Problem requirements: Leave out every line before the one containing "Exercise. Point to every instance of the baseboard", and repeat the rest of the material below exactly, that line included.
── Data to use ──
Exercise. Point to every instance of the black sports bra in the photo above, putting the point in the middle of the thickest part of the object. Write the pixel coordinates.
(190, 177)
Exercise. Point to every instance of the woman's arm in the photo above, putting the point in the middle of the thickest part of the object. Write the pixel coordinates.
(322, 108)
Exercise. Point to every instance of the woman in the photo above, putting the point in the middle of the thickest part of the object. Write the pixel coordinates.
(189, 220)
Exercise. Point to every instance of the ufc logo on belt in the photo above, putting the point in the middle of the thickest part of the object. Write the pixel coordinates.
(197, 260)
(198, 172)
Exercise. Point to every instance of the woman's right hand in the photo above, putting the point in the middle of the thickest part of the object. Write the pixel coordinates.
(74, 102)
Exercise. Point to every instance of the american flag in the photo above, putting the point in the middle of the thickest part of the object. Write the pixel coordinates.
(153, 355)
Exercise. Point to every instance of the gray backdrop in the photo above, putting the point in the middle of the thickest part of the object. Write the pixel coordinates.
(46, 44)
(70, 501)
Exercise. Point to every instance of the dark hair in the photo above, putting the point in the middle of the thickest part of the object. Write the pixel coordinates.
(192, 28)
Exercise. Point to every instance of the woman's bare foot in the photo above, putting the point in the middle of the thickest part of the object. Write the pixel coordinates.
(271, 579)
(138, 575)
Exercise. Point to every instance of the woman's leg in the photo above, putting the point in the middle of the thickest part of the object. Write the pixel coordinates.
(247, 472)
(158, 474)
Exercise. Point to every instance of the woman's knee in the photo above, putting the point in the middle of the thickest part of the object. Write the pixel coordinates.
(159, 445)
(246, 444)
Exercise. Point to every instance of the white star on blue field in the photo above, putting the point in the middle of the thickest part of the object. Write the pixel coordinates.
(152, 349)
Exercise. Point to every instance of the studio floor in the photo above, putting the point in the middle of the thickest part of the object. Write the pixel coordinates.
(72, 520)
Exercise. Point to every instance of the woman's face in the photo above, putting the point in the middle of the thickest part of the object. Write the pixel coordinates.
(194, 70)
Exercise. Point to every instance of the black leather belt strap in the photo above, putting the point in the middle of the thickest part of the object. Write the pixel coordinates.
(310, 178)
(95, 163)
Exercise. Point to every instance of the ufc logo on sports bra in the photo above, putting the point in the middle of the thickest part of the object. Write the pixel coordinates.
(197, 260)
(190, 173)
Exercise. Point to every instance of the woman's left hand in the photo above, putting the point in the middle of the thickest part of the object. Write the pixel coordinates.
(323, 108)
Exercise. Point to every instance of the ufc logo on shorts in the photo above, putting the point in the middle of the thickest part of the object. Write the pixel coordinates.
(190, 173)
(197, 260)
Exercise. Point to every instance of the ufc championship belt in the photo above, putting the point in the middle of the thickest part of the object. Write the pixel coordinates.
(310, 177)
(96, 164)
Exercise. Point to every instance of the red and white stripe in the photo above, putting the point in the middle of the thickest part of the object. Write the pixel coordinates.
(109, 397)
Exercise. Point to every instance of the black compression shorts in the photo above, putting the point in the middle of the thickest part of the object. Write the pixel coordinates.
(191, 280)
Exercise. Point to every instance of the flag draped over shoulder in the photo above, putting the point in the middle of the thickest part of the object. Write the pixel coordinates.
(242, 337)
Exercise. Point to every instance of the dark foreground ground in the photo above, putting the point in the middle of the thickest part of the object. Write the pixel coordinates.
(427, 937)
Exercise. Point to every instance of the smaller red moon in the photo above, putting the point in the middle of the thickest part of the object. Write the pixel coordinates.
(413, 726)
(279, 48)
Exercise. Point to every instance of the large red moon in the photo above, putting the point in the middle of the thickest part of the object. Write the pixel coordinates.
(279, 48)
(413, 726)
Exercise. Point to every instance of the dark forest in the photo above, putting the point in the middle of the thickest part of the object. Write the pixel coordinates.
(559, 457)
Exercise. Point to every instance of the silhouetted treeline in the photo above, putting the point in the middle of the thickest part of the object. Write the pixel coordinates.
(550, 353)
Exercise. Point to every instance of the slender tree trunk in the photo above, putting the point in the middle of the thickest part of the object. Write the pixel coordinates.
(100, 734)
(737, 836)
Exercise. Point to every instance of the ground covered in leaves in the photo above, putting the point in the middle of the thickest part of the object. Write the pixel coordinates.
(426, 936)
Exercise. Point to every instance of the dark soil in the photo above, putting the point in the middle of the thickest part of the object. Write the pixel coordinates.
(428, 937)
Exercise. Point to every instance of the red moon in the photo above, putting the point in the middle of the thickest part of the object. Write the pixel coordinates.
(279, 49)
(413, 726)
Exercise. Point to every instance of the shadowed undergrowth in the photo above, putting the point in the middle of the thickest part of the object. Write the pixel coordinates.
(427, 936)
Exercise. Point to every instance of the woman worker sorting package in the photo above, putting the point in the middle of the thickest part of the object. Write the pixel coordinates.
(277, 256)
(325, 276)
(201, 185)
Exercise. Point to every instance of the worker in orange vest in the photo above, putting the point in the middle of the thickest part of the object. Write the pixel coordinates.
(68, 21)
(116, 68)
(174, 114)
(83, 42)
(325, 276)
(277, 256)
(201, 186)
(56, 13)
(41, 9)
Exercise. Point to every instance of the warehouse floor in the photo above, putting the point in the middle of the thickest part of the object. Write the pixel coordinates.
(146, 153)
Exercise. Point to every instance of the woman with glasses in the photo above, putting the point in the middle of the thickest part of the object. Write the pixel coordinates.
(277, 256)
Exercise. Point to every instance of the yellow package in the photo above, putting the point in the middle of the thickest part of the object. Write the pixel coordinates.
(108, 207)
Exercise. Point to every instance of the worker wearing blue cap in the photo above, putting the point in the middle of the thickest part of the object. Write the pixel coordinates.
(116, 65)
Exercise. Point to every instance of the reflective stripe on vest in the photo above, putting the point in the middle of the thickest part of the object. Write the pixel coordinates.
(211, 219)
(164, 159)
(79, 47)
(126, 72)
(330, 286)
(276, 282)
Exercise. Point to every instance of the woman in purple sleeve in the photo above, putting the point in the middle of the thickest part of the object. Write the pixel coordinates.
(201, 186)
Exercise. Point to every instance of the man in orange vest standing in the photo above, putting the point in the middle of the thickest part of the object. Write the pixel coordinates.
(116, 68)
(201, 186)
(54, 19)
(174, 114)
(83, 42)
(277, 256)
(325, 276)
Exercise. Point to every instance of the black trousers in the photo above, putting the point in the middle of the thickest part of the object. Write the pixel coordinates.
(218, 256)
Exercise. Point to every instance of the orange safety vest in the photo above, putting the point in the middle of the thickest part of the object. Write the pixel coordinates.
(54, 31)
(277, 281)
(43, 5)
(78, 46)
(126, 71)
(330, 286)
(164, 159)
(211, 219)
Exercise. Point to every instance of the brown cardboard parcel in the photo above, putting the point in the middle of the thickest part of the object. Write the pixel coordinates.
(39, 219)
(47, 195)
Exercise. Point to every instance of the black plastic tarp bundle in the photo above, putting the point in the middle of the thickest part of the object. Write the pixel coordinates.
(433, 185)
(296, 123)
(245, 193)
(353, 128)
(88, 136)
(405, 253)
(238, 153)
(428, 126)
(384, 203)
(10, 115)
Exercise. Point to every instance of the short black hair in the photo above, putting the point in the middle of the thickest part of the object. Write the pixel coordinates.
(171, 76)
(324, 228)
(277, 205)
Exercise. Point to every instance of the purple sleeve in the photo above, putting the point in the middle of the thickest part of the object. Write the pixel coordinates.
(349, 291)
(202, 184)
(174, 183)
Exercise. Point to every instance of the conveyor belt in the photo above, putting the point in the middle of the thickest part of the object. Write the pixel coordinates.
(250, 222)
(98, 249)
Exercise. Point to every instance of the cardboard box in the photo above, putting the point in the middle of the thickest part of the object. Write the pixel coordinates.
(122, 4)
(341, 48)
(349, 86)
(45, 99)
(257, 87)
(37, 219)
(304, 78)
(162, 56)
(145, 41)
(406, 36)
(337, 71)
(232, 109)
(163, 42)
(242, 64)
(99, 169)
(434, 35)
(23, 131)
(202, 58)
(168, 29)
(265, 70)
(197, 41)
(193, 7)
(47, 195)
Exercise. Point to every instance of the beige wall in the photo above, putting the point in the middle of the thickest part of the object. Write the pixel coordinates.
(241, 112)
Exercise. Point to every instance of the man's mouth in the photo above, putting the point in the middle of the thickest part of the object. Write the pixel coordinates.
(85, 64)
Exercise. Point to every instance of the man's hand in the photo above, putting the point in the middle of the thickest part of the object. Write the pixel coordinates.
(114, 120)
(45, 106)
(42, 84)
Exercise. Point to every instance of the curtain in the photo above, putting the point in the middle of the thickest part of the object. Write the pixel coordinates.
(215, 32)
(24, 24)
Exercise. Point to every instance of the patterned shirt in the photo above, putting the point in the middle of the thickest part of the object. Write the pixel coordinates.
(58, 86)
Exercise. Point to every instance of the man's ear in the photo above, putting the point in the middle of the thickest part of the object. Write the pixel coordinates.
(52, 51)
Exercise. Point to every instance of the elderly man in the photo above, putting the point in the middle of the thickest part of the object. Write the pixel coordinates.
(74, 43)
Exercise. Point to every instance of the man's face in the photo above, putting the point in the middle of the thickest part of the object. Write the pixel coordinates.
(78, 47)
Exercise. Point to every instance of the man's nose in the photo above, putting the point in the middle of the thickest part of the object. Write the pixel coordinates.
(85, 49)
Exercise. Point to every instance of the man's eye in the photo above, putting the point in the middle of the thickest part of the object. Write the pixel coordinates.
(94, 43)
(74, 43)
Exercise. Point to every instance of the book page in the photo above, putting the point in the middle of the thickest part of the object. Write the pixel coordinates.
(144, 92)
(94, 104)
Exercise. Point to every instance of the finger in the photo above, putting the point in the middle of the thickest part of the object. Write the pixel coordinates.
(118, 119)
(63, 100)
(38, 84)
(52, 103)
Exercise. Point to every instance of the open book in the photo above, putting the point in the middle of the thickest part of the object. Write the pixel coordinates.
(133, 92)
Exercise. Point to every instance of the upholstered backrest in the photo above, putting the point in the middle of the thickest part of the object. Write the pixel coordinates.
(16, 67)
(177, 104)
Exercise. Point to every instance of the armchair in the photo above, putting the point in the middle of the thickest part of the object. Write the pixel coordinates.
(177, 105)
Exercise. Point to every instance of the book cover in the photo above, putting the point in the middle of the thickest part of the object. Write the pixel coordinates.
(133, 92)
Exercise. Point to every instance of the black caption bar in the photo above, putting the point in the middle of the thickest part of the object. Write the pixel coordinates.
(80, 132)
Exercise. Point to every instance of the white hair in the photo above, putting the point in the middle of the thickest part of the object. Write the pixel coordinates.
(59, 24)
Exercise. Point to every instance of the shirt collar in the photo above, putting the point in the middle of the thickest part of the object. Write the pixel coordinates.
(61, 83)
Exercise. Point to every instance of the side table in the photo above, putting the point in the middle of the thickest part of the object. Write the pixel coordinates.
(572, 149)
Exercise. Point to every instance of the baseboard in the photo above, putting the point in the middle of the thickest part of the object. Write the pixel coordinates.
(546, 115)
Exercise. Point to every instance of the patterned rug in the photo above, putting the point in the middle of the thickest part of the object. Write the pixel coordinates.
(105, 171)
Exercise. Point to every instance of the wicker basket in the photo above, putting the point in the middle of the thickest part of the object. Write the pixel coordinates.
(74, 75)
───
Task response:
Exercise. Point to every instance of the baseboard in the photo above, putting the point in the middle of the thickest part of the object. Write the pixel coordinates.
(546, 115)
Exercise. Point to every instance of the patterned rug in the photo above, putting the point in the middle of the thickest part of the object. Write the pixel coordinates.
(105, 171)
Exercise. Point to every instance of the wicker basket in the photo above, putting the point in the middle of the thickest part of the object. Write the pixel coordinates.
(74, 75)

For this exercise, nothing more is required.